■ **Action item**
Extend the blog post below about the passage of health care reform, picking up right after its last sentence.

■ **Exercise passage**
Monday, March 22, 2010


Well the Democrats managed to pass comprehensive health care reform, and I have to say I am pleasantly surprised. I basically figured they were going to screw it up somehow, but they managed to snatch victory from the jaws of the defeat which had been previously snatched from victory's jaws. Or something like that.

Anyway, I'm glad to see Congress take a few baby steps toward a truly workable health care system. The truly important thing here is that Congress established the principle that everyone should have access to affordable health insurance. That is the new status quo and once people learn about it they won't want to give it up. The moving parts will be tinkered with and strengthened by politicians of both parties for years to come, but I don't think that core principle will ever be revoked.

I would personally prefer a more comprehensive "Medicare-for-all" system, but this is a decent step forward. My rough understanding is that the health insurance industry is a kind of natural monopoly, making it hard for small mom-and-pop companies to enter the market. Insurance companies don't really compete on the basis of service or quality of product so much as on the respective magnitude of the medical "risk" they carry. Without proper regulation, this leads to inhumane practices where the sick are excluded up front or dropped after paying premiums for years.

■ **Data extract**
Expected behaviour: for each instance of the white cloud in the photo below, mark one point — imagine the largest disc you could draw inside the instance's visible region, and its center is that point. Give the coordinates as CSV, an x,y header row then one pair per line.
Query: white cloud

■ **Answer for this exercise**
But once you make those practices illegal (as this law does) it makes more sense to pool medical risk as broadly as possible, to have everyone pay into the system when we're healthy and pay out when we (inevitably) get sick. And that starts to look at lot like Medicare-for-all. And perhaps we will evolve toward that system over sooner rather than later -- a public option would certainly speed up that process.

Beyond the policy, yesterday's vote signaled that Washington can actually do things and address big problems that seem impossible. People are already talking about how the HCR vote may actually revive the climate change discussions. If it had gone the other way the media narrative of failure, gridlock and impotence would have become a self-fulfilling prophecy.